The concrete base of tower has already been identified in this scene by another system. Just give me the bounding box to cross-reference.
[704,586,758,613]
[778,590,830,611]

- - -

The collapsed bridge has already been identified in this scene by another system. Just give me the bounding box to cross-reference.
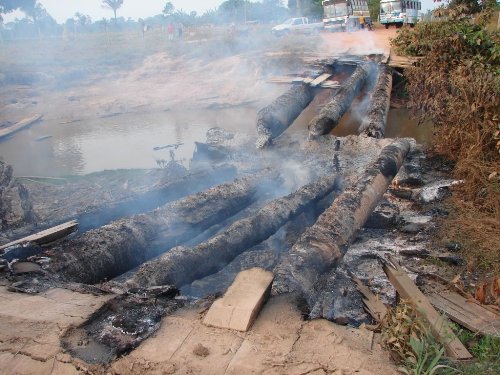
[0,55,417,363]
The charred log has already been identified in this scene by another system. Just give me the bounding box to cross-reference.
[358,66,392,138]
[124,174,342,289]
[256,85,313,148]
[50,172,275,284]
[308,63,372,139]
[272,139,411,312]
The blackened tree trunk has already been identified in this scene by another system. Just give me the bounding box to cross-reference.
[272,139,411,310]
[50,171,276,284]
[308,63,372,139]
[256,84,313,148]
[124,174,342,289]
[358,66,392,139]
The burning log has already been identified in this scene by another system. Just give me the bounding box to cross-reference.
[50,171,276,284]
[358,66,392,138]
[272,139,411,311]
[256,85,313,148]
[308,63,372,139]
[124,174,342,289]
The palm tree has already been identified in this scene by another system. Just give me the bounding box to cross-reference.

- - -

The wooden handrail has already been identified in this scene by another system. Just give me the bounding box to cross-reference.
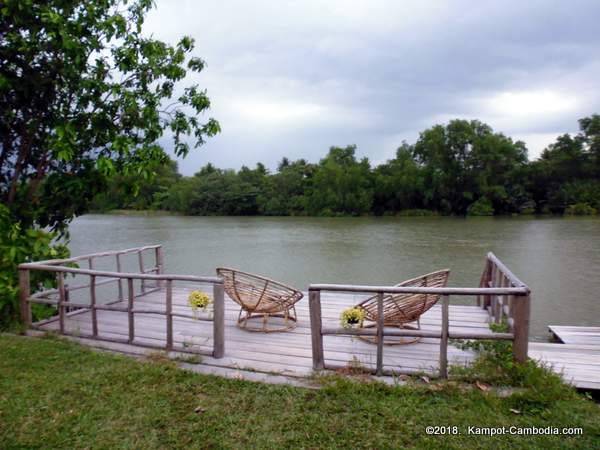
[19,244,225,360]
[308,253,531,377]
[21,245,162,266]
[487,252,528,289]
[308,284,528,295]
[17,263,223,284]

- - -

WORK REQUIRED:
Only the lines above starting at the one containing "The blackened tree" and ending at the one containing "The palm tree", both included, are to be returned, exactly as they read.

ANSWER BOX:
The blackened tree trunk has already been identified in this scene by another system. Just give me the bounding box to cross-reference.
[272,139,411,310]
[50,171,276,284]
[308,63,372,139]
[256,84,313,148]
[124,174,342,289]
[358,66,392,139]
The burning log has already been identified in this scene by another system. Just give me the bounding box to cross-reference.
[50,171,276,284]
[358,66,392,138]
[272,139,411,311]
[256,85,313,148]
[308,63,372,139]
[124,174,342,289]
The palm tree has already been identified in this scene by another system. Just give me the bounding box to cross-reference.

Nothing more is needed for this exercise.